[Excerpts from point annotation records]
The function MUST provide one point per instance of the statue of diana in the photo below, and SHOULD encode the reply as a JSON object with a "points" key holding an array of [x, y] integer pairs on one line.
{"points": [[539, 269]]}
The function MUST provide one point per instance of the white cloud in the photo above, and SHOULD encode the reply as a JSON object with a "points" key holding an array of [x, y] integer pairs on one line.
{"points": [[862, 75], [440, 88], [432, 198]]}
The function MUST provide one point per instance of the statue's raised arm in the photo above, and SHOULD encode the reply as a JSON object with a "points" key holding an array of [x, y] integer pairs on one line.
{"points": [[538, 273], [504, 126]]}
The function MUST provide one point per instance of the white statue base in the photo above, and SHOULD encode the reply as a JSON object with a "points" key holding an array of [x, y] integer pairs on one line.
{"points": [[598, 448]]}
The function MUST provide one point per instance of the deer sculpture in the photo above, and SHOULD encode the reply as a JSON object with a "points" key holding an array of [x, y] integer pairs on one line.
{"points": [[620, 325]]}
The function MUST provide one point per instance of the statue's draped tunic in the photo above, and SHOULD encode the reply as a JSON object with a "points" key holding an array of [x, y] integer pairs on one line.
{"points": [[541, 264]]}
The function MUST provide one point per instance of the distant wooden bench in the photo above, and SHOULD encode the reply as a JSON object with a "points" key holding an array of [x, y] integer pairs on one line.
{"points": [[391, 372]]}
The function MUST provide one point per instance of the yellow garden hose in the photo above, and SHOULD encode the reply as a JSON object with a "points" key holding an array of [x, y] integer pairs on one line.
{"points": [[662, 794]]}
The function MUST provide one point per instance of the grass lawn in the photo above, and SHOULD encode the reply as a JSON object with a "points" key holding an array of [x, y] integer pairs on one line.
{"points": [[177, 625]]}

* **Required task**: Copy the records above line for line, without changing anything.

* **Response to the task**:
The function MUST provide one point per instance of the statue of diana in the photo below, and SHOULD encode the reply as a JSON object with a "points" key holding an array of [x, y] integer pairs on one line.
{"points": [[539, 269]]}
The function MUST provide one point per instance of the white cloud in the photo above, and SHOULD encode the reply as a JSON object with a "points" key holding an array of [x, y] integer pairs on one line.
{"points": [[862, 75], [440, 88], [432, 198]]}
The function MUST provide one point per instance of the statue's raised arm in the photo above, and SHOULD encode the reply as a JSON object with a "points" key holding an array of [x, y] integer pairs on one line.
{"points": [[538, 273], [504, 126]]}
The function MUST provide one point per instance of the white statue base in the photo above, and SHOULD encode the reply as a JSON object with a "points" key holding an array of [x, y] integer pairs on one line.
{"points": [[598, 448]]}
The function MUST provide one point per instance of the deer sculpture in the photo above, and SHOULD encode the reply as a JSON object with a "points" key holding an array of [x, y] integer pairs on one line.
{"points": [[620, 325]]}
The function MUST provide one point per instance of the statue's draped tunic in the photo above, and SHOULD encode the reply as a JSON object with a "points" key holding an array of [x, y] integer pairs on one line.
{"points": [[541, 264]]}
The function MUST provide one point per instance of the distant wooden bench in the photo above, and SHOULD encode the reply as a JSON object with a "points" key holding an array of [x, y] integer pairs on one line.
{"points": [[391, 372]]}
The function MUST provide one point per instance of the yellow garden hose in the photo above, and SHOULD encode the reply as a JSON object with a "points" key holding an array of [x, y] integer pairs on one line.
{"points": [[662, 794]]}
The function MUST provide one point per instance of the grass lawn in the photo above, and SHOULD encode the reply as a JSON object with a "points" key holding an array of [x, y] integer pairs on one line.
{"points": [[177, 625]]}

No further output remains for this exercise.